▸ **To do**
[1] Transcribe the stretch of the Z-Image-Engineer V6 readme from "V6 transforms minimal" through "the image model.".
[2] In the Z-Image-Engineer V6 readme, where does the GGUF quantized release live?
[3] Write the next part of the Z-Image-Engineer V6 readme, picking up after its last line.
── Excerpted text ──
BennyDaBall

Z-Image-Engineer-V6

README

License: apache-2.0

Model Metadata

Table with columns: Key, Value
Key	Value
License	Apache-2.0
Language	English (`en`)
Base Model	`Tongyi-MAI/Z-Image-Turbo`
Library	`transformers`
Pipeline Tag	`text-generation`
Format	HF Safetensors

The Z-Engineer returns, fully rebuilt around the SMART DoRA training system for Z-Image Turbo.

Yes, we jump from V4 to V6. Unlike the usual guy math, this one actually brought the extra two inches.

Z-Image-Engineer V6 is a fine-tuned 4B Qwen text encoder (Tongyi-MAI/Z-Image-Turbo) optimized for dual-role performance: a local prompt-enhancement model and a merged HF text encoder for Z-Image workflows. The ComfyUI-Z-Engineer node runs both roles fully inside ComfyUI from this release.

Z-Image-Engineer V6 simple A/B with rewrites

What is Z-Image-Engineer V6?

V6 transforms minimal seed prompts into rich, highly structured visual narratives. It adds explicit scene composition, lighting direction, material texture, and depth separation while stripping out empty prompt sludge like "8k, masterpiece, trending on ArtStation."

It can also be used directly as a Z-Image text encoder. This repo contains the merged HF safetensors. The GGUF quantized release lives in the companion repo: Z-Image-Engineer-V6-GGUF.

Key Use Cases

Prompt Enhancement: Upgrade simple concepts into descriptive, high-fidelity visual prompts locally.
Text Encoder Swap: Replace the stock Z-Image Qwen text encoder to generate different conditioning from the same seed.
Hybrid Mode: Use V6 to rewrite your prompt, then use V6 again to encode it. It writes the scene and drives the image model.
Private Local Workflow: Built for LM Studio, ComfyUI, and llama.cpp. No API logs, no external telemetry.
───
── Records provided ──
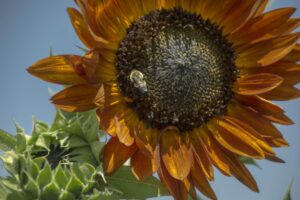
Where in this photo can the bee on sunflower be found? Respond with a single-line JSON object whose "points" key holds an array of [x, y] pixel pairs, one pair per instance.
{"points": [[181, 85]]}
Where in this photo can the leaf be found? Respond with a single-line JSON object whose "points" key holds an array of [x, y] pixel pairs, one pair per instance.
{"points": [[74, 186], [125, 181], [7, 141], [96, 148], [51, 191], [45, 176], [287, 195], [66, 196], [249, 161], [60, 177], [59, 122]]}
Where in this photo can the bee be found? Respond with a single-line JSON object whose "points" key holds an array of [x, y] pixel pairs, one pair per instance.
{"points": [[137, 79]]}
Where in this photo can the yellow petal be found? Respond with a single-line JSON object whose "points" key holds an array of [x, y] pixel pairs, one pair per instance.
{"points": [[266, 108], [262, 126], [143, 166], [82, 29], [76, 98], [115, 154], [235, 139], [201, 155], [283, 92], [176, 156], [57, 69], [254, 84], [201, 182], [262, 25], [175, 187], [267, 52]]}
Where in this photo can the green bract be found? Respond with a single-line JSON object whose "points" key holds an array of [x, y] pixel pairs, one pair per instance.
{"points": [[62, 162]]}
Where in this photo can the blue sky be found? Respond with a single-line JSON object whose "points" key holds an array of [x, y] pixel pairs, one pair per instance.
{"points": [[30, 28]]}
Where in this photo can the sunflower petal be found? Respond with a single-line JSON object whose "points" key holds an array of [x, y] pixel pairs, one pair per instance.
{"points": [[294, 55], [57, 69], [200, 181], [262, 126], [254, 84], [201, 155], [267, 52], [282, 93], [76, 98], [175, 187], [82, 29], [266, 108], [235, 139], [115, 154], [260, 26], [147, 139], [143, 166], [176, 155]]}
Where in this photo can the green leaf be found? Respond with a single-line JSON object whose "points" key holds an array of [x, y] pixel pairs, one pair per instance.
{"points": [[59, 121], [7, 141], [51, 191], [66, 196], [45, 176], [74, 186], [125, 181], [76, 142], [60, 177], [287, 195], [249, 161], [32, 187], [96, 148]]}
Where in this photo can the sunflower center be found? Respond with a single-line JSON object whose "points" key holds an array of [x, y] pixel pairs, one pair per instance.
{"points": [[177, 69]]}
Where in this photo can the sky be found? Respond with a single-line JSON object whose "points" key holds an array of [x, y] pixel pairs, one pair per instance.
{"points": [[29, 29]]}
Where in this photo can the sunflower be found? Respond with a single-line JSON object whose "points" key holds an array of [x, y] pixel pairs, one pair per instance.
{"points": [[181, 86]]}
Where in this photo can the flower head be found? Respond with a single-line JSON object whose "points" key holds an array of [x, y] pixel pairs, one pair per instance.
{"points": [[181, 86]]}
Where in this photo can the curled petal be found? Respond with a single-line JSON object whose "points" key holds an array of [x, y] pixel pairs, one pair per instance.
{"points": [[176, 155], [235, 139], [175, 186], [254, 84], [144, 166], [76, 98], [58, 69], [115, 154], [267, 52]]}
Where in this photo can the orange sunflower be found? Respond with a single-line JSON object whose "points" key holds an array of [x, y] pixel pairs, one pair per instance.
{"points": [[181, 85]]}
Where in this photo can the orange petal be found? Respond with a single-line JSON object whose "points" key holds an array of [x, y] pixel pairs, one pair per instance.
{"points": [[201, 155], [200, 181], [176, 156], [267, 52], [143, 166], [262, 126], [239, 14], [147, 138], [259, 140], [76, 98], [57, 69], [235, 139], [241, 172], [266, 108], [262, 25], [282, 93], [254, 84], [115, 154], [216, 155], [294, 55], [277, 142], [82, 29], [123, 132], [175, 187]]}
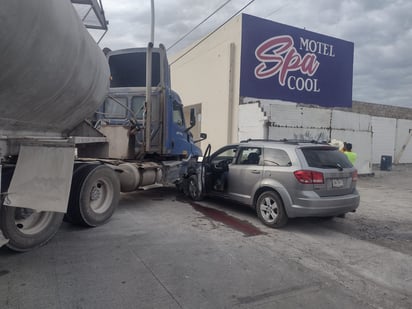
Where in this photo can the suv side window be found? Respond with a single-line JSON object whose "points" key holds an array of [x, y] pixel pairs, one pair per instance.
{"points": [[249, 156], [276, 157]]}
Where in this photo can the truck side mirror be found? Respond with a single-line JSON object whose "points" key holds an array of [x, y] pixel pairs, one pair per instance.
{"points": [[192, 117]]}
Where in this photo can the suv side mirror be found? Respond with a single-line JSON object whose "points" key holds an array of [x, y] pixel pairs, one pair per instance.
{"points": [[192, 117]]}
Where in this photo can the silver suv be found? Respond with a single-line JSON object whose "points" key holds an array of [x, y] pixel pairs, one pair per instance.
{"points": [[282, 179]]}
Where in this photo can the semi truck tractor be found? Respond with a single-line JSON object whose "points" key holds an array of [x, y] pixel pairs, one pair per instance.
{"points": [[79, 126]]}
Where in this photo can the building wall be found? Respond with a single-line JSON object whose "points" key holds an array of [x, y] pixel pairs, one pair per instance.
{"points": [[208, 74], [384, 133], [403, 143]]}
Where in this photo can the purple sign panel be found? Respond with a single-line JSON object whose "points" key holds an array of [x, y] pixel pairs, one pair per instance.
{"points": [[292, 64]]}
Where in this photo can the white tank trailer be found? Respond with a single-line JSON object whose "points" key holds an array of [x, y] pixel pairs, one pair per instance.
{"points": [[53, 77]]}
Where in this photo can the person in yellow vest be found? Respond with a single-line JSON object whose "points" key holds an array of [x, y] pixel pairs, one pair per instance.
{"points": [[352, 156]]}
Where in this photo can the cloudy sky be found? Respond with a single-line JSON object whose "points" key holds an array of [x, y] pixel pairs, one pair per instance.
{"points": [[380, 29]]}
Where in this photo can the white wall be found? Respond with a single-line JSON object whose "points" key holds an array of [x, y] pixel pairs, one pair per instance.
{"points": [[356, 129], [209, 75], [252, 120], [296, 121], [403, 147]]}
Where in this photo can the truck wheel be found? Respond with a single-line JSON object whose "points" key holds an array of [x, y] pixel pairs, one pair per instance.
{"points": [[194, 189], [27, 229], [270, 209], [94, 195]]}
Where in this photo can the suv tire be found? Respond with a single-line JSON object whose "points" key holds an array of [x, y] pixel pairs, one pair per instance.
{"points": [[270, 209]]}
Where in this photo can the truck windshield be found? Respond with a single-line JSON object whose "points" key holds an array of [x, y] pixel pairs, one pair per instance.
{"points": [[129, 69]]}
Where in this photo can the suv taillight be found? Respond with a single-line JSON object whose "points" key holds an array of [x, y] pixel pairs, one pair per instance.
{"points": [[355, 175], [309, 177]]}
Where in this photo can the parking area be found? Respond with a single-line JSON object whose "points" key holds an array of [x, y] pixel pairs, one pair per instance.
{"points": [[161, 250]]}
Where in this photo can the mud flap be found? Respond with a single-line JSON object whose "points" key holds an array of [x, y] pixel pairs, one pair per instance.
{"points": [[3, 240], [42, 178]]}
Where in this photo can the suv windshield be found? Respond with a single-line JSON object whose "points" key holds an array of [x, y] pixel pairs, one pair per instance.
{"points": [[325, 158]]}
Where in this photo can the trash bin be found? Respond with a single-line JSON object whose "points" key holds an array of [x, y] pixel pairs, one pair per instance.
{"points": [[386, 163]]}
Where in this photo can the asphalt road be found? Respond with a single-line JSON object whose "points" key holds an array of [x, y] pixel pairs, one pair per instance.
{"points": [[163, 251]]}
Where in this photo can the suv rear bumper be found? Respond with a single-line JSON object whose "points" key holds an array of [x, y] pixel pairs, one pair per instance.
{"points": [[324, 206]]}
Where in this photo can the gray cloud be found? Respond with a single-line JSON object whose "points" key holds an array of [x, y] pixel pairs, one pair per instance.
{"points": [[380, 29]]}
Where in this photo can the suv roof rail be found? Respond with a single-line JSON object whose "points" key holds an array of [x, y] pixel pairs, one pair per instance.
{"points": [[285, 140]]}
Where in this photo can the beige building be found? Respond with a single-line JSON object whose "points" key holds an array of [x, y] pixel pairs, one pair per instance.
{"points": [[208, 76]]}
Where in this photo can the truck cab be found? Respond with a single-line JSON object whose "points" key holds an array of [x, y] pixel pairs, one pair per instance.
{"points": [[159, 130]]}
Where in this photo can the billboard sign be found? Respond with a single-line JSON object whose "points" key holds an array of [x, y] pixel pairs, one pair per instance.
{"points": [[292, 64]]}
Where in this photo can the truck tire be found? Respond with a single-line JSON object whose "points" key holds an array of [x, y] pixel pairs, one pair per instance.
{"points": [[94, 195], [27, 229]]}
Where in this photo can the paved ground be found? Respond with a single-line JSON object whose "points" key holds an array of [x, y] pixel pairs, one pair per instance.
{"points": [[161, 251]]}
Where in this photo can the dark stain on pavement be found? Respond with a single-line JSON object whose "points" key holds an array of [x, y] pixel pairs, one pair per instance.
{"points": [[242, 226]]}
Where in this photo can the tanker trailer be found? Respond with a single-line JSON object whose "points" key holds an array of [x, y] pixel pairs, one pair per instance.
{"points": [[53, 76]]}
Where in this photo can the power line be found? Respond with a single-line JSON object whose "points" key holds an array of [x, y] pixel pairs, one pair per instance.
{"points": [[210, 34], [198, 25]]}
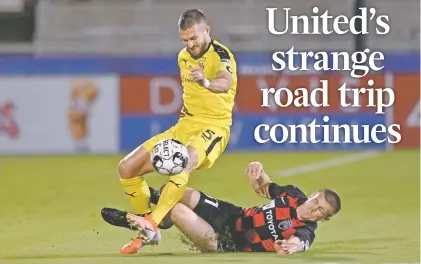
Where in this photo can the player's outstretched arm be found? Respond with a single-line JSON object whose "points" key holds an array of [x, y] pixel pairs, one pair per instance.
{"points": [[221, 84], [259, 180], [290, 246]]}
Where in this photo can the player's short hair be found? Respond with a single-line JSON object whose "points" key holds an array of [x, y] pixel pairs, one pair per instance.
{"points": [[190, 17], [333, 199]]}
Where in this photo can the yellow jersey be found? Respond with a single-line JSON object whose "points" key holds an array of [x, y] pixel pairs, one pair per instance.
{"points": [[201, 104]]}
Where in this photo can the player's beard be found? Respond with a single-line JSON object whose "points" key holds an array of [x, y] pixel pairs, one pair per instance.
{"points": [[200, 49]]}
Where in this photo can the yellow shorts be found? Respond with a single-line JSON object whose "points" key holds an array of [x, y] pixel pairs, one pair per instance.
{"points": [[208, 140]]}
───
▸ **Answers to each task**
[1]
V6 transforms minimal seed prompts into rich, highly structured visual narratives. It adds explicit scene composition, lighting direction, material texture, and depth separation while stripping out empty prompt sludge like "8k, masterpiece, trending on ArtStation."

It can also be used directly as a Z-Image text encoder. This repo contains the merged HF safetensors. The GGUF quantized release lives in the companion repo: Z-Image-Engineer-V6-GGUF.

Key Use Cases

Prompt Enhancement: Upgrade simple concepts into descriptive, high-fidelity visual prompts locally.
Text Encoder Swap: Replace the stock Z-Image Qwen text encoder to generate different conditioning from the same seed.
Hybrid Mode: Use V6 to rewrite your prompt, then use V6 again to encode it. It writes the scene and drives the image model.

[2] In the companion repo, Z-Image-Engineer-V6-GGUF.

[3]
Under the Hood: SMART DoRA

V4 pioneered SMART training. V6 adapts that system into a Weight-Decomposed Low-Rank Adaptation (DoRA) framework.

DoRA provides surgical adapter updates by decoupling directional and magnitude adjustments. SMART adds auxiliary pressure so the model does not collapse into repetitive prompt loops or superficial sentence patterns.

Table with columns: Regularizer, What it Does, Why it Matters
Regularizer	What it Does	Why it Matters
Entropic	Broadens output probability diversity.	Reduces repetitive loops and generic vocabulary.
Holographic	Enforces structured, depth-wise feature logic.	Improves foreground/background hierarchy.
Topological	Stabilizes coherent latent trajectories.	Keeps prompts flowing naturally instead of stalling out.
Manifold	Regulates overall weight distributions.	Keeps model behavior stable under high-pressure refinement.

V6 was not a simple one-and-done training run. The final architecture is a blended composite:

Base Pass: Master-corpus SMART DoRA training on the native Z-Image Turbo text encoder.
Retention Pass: Preservation pressure for numbers, color accuracy, text signage, named objects, actions, and spatial tracking.
SceneClean SFT32: Supervised refinement to restore the cinematic V4/base-V6 voice.
AntiRepeat Binary24: Binary anti-repeat refinement to reduce loops, abrupt fragments, and bad endings.
Final Blend: A 25% style-restoration / 75% anti-repeat DoRA adapter blend, balancing vivid descriptions with tighter syntax.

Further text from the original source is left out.